=== Passage to read ===
════

Sunday 13 November 2011

Thin Ice, by Marc Plattt (Big Finish Lost Story)


It's a real tragedy that Season 27 was prevented by the show's cancellation in 1989. Script editor Andrew Cartmel had a clear idea where he wanted to go and Doctor Who had a strong set of leads in Sylvester McCoy and Sophie Aldred. Given the presence of a clear design for Season 27, it makes a lot of sense for Big Finish to create this lost era on audio. The big problem with this project is that we already have a Season 27 in the Virgin New Adventures. Those books carried on where the show left us in 1989 and to some extent continued the vision that Andrew Cartmel had set for the show. Cartmel himself contributed to these novels, most importantly with Cat's Cradle: Warhead. Not only do we have a Season 27 in the Virgin novels, but we also have a Season 26B in the Big Finish audios set in between Survival and Timewyrm: Genesys.

This story was intended to see the departure of Ace to train to become a Time Lord, an idea which has a lot of merit and which makes sense of the way the Doctor was continually manipulating her. Big Finish opted not to abandon the continuity of the New Adventures and altered the premise of the story so that Ace is rejected by the Prydonian Academy. Thus, Ace remains through 'Season 27' and an even bigger gap between Survival and Timewyrm: Genesys is created. I am going to speak as somebody who loves the Virgin New Adventures from the bottom of my heart. I have a real problem with Big Finish when it comes to Ace. For me the New Adventures defined how Ace would develop after Survival. We see a progress in them from Ace as an immature teenager to Ace as a hardened, brutalised war veteran (the Ace that everybody hates except me). I refuse to accept that the gap between Survival and Timewyrm: Genesys lasts longer than a couple of weeks. I see the New Adventures as following on directly from Season 26 and being the real Season 27. Big Finish have almost killed this notion by filling up a non-existent gap with audios featuring a pre-NA Ace. We are now saddled with a pointless set of continuity where Ace starts calling herself 'Dorothy McShane' and is then joined by a bloke called Hex. I like Colditz just because it introduced the delightful Elizabeth Klein, who is the most wonderful companion ever, but otherwise I hate it because it detracts from the NA story. The Ace in the early New Adventures is not a young woman who has had a tonne of different adventures and more mature than the t.v. version. The Ace in the early NAs is the same immature teenage Ace at the end of Survival. I refuse to believe otherwise.

════

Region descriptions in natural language
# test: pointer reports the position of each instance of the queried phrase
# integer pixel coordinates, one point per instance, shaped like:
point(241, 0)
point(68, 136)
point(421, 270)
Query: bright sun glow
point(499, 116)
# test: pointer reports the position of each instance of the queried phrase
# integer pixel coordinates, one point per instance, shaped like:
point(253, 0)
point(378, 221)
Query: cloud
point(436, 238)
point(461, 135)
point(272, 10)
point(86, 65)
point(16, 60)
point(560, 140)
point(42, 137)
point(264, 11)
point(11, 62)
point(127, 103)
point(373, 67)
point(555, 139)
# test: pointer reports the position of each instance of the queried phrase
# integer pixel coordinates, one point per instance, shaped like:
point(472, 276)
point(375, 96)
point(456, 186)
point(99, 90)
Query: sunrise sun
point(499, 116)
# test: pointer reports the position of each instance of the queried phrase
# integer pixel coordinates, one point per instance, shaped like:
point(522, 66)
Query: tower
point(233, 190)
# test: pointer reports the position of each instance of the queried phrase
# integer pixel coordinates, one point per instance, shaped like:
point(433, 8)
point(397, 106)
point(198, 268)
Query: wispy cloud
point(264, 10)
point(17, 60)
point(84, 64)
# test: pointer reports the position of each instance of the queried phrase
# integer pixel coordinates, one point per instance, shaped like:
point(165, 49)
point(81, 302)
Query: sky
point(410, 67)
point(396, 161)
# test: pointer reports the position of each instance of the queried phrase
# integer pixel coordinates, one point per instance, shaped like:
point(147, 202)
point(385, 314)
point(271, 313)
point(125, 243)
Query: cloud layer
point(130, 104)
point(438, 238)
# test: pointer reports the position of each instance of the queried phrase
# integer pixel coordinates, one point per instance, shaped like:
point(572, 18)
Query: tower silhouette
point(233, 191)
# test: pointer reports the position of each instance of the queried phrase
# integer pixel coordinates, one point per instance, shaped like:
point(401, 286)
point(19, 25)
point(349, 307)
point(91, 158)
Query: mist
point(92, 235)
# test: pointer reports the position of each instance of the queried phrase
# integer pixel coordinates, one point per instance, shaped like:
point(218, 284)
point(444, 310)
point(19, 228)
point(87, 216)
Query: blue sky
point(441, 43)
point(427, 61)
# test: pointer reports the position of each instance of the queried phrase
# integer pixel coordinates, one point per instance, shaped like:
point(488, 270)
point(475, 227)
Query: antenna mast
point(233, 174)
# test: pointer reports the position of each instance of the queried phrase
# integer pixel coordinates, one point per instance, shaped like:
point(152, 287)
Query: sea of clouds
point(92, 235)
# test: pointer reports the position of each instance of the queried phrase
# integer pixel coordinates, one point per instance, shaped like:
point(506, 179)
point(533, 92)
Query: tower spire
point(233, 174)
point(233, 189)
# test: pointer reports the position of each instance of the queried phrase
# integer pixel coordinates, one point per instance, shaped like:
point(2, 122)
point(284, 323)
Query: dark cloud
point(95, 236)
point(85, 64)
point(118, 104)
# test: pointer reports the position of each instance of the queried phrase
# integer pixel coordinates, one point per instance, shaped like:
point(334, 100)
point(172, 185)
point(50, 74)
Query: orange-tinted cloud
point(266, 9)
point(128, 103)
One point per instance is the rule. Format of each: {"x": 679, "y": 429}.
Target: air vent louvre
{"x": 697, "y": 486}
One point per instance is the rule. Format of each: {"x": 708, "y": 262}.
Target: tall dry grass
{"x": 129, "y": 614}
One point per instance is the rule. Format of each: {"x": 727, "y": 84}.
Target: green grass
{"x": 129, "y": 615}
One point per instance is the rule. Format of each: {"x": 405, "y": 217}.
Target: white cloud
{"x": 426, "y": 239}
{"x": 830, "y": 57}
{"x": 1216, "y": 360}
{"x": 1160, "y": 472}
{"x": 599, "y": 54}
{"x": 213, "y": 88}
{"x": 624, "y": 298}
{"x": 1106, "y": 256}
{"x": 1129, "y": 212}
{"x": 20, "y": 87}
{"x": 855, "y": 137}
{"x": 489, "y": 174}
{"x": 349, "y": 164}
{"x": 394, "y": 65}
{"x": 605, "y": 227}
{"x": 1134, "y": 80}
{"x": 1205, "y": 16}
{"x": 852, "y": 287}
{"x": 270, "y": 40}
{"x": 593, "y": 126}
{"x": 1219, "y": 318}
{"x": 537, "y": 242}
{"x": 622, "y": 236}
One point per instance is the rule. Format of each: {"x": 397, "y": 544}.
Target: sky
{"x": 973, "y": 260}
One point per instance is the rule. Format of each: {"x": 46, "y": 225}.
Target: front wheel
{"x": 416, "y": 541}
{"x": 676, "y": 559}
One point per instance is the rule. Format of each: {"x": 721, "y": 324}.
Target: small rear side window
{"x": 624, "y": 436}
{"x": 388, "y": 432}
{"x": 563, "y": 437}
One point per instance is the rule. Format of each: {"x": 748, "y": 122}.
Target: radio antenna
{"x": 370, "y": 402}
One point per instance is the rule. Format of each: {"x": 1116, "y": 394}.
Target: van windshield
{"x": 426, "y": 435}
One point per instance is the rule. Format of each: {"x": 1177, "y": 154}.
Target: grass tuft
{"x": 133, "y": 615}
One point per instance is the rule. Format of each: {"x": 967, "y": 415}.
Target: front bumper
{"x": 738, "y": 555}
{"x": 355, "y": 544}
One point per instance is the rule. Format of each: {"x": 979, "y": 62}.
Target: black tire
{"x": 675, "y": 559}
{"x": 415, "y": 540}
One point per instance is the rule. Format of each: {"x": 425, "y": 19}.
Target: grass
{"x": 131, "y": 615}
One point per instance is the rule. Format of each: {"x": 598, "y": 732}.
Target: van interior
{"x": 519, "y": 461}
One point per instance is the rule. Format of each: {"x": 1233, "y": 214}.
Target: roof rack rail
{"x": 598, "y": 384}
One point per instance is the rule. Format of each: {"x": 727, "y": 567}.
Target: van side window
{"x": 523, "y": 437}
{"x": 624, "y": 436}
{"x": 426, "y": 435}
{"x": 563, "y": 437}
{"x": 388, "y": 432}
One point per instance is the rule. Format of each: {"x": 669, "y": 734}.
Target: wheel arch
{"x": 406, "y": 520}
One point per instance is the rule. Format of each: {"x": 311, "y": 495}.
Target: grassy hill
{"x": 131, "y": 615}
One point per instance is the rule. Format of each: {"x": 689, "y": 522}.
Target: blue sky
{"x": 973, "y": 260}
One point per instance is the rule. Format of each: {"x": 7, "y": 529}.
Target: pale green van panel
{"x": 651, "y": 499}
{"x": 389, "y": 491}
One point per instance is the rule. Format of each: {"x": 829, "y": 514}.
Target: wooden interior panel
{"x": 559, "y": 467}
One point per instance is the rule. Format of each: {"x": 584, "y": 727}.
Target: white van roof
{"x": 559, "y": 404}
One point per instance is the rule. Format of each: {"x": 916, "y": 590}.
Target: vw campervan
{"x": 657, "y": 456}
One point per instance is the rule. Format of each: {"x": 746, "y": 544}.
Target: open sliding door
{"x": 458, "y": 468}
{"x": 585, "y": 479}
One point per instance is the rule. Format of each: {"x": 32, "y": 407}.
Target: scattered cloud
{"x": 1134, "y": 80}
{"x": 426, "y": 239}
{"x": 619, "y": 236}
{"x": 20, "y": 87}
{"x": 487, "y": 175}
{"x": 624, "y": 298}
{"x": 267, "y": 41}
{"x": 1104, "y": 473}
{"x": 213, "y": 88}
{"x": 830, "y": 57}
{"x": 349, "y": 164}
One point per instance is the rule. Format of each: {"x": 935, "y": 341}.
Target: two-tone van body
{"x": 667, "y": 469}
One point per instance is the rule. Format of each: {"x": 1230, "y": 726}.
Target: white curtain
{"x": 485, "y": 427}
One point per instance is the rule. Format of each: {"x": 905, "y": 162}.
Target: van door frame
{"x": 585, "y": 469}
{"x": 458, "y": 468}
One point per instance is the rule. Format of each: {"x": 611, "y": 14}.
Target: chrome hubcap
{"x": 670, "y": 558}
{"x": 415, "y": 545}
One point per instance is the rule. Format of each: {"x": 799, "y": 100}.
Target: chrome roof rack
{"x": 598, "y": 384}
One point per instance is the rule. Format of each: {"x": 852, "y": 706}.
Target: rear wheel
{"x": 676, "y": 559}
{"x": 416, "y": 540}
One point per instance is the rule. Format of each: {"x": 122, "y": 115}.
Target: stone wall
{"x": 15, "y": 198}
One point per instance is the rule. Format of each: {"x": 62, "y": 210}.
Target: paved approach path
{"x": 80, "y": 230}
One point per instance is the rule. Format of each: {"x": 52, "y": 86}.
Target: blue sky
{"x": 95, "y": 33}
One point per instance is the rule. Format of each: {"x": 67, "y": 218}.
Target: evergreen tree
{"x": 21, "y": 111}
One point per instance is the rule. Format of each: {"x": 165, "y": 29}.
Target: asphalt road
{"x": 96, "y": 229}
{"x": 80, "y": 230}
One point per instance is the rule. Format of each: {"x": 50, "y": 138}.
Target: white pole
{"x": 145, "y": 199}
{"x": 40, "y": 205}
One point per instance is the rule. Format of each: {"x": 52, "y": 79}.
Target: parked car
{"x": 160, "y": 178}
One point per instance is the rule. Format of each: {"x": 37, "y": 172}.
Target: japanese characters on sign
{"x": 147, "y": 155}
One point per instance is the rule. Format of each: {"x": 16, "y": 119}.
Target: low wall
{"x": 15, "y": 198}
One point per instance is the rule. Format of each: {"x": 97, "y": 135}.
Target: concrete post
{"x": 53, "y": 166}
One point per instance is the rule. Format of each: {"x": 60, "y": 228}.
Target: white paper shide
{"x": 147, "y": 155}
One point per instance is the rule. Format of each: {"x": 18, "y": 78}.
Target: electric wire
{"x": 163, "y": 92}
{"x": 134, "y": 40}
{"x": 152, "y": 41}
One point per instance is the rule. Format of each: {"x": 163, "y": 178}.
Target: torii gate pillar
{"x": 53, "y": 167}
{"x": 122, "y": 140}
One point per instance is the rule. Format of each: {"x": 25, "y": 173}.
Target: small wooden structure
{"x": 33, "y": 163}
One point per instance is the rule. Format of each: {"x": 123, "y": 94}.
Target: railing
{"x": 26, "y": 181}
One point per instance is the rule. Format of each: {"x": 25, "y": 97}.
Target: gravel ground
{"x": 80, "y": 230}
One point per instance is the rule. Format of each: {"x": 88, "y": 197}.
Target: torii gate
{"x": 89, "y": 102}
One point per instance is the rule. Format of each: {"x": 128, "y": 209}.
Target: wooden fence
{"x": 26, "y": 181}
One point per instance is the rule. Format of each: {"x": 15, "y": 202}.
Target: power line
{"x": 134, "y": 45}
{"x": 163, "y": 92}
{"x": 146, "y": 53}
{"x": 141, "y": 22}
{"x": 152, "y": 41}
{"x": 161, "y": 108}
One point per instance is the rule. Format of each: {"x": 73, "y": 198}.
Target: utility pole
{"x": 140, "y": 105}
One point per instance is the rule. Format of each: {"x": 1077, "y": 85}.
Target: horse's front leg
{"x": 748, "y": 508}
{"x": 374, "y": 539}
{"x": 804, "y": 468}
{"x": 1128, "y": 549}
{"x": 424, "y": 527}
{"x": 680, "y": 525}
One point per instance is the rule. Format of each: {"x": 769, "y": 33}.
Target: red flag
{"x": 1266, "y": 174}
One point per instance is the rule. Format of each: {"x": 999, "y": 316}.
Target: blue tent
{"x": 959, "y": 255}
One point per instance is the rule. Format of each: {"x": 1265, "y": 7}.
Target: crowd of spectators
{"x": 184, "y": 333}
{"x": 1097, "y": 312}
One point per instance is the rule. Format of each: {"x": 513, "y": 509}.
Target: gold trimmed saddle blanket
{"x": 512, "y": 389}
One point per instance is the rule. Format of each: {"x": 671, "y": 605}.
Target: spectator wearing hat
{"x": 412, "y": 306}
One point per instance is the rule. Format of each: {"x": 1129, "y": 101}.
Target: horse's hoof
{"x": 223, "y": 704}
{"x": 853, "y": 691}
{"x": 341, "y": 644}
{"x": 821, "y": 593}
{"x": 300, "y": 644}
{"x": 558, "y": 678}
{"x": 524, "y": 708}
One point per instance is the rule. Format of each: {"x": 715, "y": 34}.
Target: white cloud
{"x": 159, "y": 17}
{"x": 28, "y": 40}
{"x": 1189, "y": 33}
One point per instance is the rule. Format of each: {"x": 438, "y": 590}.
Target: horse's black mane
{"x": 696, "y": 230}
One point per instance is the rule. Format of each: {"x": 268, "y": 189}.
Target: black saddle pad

════

=== What this exercise asks ===
**A)** Reproduce the part of the Thin Ice review between "It's a real" and "and Timewyrm: Genesys.", inclusive.
**B)** Take the Thin Ice review further, picking up after its last sentence.
The records have nothing to do with the review of Thin Ice.

=== Responses in order ===
**A)**
It's a real tragedy that Season 27 was prevented by the show's cancellation in 1989. Script editor Andrew Cartmel had a clear idea where he wanted to go and Doctor Who had a strong set of leads in Sylvester McCoy and Sophie Aldred. Given the presence of a clear design for Season 27, it makes a lot of sense for Big Finish to create this lost era on audio. The big problem with this project is that we already have a Season 27 in the Virgin New Adventures. Those books carried on where the show left us in 1989 and to some extent continued the vision that Andrew Cartmel had set for the show. Cartmel himself contributed to these novels, most importantly with Cat's Cradle: Warhead. Not only do we have a Season 27 in the Virgin novels, but we also have a Season 26B in the Big Finish audios set in between Survival and Timewyrm: Genesys.

**B)**
Given that Ace does not end up departing the Doctor to go to Gallifrey, one has to ask what the point was in including the subplot about her being tested by the Time Lords. It all feels rather pointless and it just ends up being another example of Ace getting mad at the Doctor for manipulating her and the Doctor promising to be nicer next time (yeah, right..).

Re-locating the original story to Soviet Russia in the Sixties was a nice idea that could have worked well, but somehow the audio does not use this setting to any great effect. The claustrophobic cold war atmosphere fails to register with the listener and it just sounds like any old place with a lot of people speaking in foreign accents. One odd feature of this audio, as pointed out by another reviewer is just how quiet the audio is. There is a real lack of any significant background noise. There are parades going on commemorating the October Revolution, yet we don't hear any military music whatsoever. They should have thrown in the Russian anthem and at least one Red Army marching tune. John Nathan-Turner would have killed for the budget to re-create a Red Army parade as television spectacle. We could at least hear what it sounds like. That said, I do like the musical score with its strong percussion.

The plot is not that unlike Silver Nemesis or Remembrance of the Daleks, with factions competing over alien technology. This time the main aliens are the Ice Warriors. Nicholas Briggs does a great job with the Ice Warrior voices, but many fans have had problems with the way they are portrayed. These are revisionist Ice Warriors who have been living peacefully on Earth and who eat fish fingers. Yes, fish fingers. This could be a reference to The Eleventh Hour. I quite liked these Ice Warriors, but I understand why they will bother some listeners.

This was an interesting audio, but came across as rather dull for the most part and just a little bit pointless. Quite a disappointment on the whole.